The authors of the second paper, a case-control study from Umea University in Sweden, used phase-contrast MRI and contrast-enhanced magnetic resonance angiography (the second in MS patients only) to study 21 relapsing-remitting MS (RRMS) patients and 20 healthy controls. They found no differences regarding internal jugular venous outflow, aqueductal CSF flow, or the presence of internal jugular blood reflux.
“As MS-CCSVI has been described, with IJV insufficiency in 94 percent of RRMS cases, and almost never present in controls, this case-control study should have had sufficient power to detect a difference,” the authors wrote. “If MS-CCSVI is an entity associated with MS, the association is likely to be weaker than previously reported, and most importantly, we found no support for a treatment rationale of endovascular procedures like angioplasty or stenting.”

Provided information:
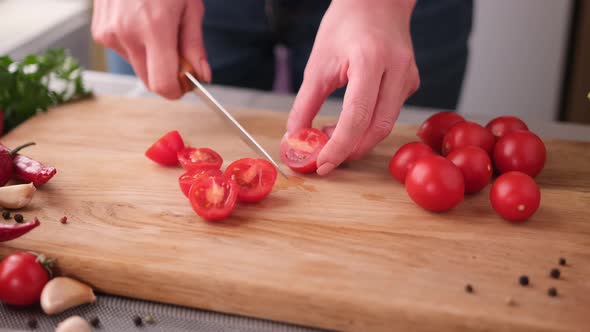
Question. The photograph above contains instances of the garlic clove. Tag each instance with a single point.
(62, 293)
(74, 324)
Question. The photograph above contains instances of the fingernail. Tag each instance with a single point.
(325, 169)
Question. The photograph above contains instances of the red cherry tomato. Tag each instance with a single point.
(300, 149)
(435, 183)
(476, 166)
(22, 279)
(187, 179)
(433, 130)
(199, 158)
(164, 151)
(213, 198)
(503, 125)
(515, 196)
(468, 133)
(256, 178)
(521, 151)
(405, 157)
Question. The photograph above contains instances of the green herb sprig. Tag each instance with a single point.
(37, 83)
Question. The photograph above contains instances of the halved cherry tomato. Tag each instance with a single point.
(187, 179)
(468, 133)
(213, 198)
(199, 158)
(435, 183)
(165, 150)
(515, 196)
(256, 178)
(521, 151)
(405, 157)
(503, 125)
(433, 130)
(300, 149)
(476, 166)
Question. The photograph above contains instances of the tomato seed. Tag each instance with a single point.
(18, 218)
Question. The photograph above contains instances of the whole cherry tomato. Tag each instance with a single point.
(521, 151)
(515, 196)
(435, 183)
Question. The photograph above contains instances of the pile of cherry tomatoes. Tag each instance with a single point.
(457, 157)
(212, 193)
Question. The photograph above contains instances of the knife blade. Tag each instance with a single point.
(229, 120)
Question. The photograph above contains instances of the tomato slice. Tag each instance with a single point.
(213, 198)
(256, 178)
(300, 149)
(165, 150)
(187, 179)
(199, 158)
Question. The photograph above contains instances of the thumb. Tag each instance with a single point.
(192, 47)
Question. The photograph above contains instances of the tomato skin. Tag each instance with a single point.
(193, 159)
(164, 151)
(22, 279)
(435, 183)
(468, 133)
(186, 180)
(433, 130)
(404, 159)
(218, 187)
(300, 149)
(521, 151)
(515, 196)
(503, 125)
(476, 166)
(255, 177)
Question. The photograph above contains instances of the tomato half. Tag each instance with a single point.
(22, 279)
(503, 125)
(476, 166)
(435, 183)
(521, 151)
(256, 178)
(199, 158)
(468, 133)
(405, 157)
(187, 179)
(164, 151)
(515, 196)
(300, 149)
(433, 130)
(213, 198)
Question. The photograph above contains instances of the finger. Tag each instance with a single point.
(192, 47)
(358, 105)
(162, 62)
(388, 106)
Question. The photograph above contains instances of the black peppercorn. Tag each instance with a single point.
(137, 321)
(32, 323)
(95, 322)
(18, 218)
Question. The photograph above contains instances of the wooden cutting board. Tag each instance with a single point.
(349, 251)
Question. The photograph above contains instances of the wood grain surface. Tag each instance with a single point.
(349, 251)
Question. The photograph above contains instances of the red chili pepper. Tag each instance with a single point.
(11, 232)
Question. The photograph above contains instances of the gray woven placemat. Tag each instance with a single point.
(116, 314)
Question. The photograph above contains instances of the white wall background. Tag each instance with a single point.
(518, 53)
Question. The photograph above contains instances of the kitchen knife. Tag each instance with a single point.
(220, 110)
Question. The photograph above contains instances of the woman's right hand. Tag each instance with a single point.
(152, 35)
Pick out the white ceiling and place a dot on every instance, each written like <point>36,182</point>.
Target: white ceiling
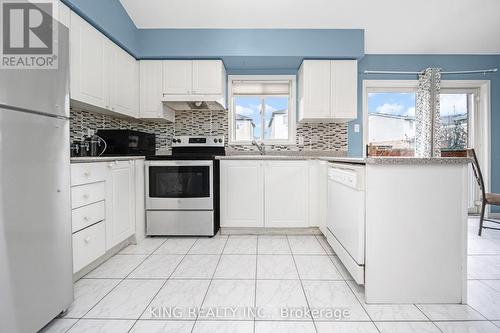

The task: Write out the MS study passage from "The authors of" to "jugular blood reflux.", changing "healthy controls" to "healthy volunteers".

Task response:
The authors of the second paper, a case-control study from Umea University in Sweden, used phase-contrast MRI and contrast-enhanced magnetic resonance angiography (the second in MS patients only) to study 21 relapsing-remitting MS (RRMS) patients and 20 healthy volunteers. They found no differences regarding internal jugular venous outflow, aqueductal CSF flow, or the presence of internal jugular blood reflux.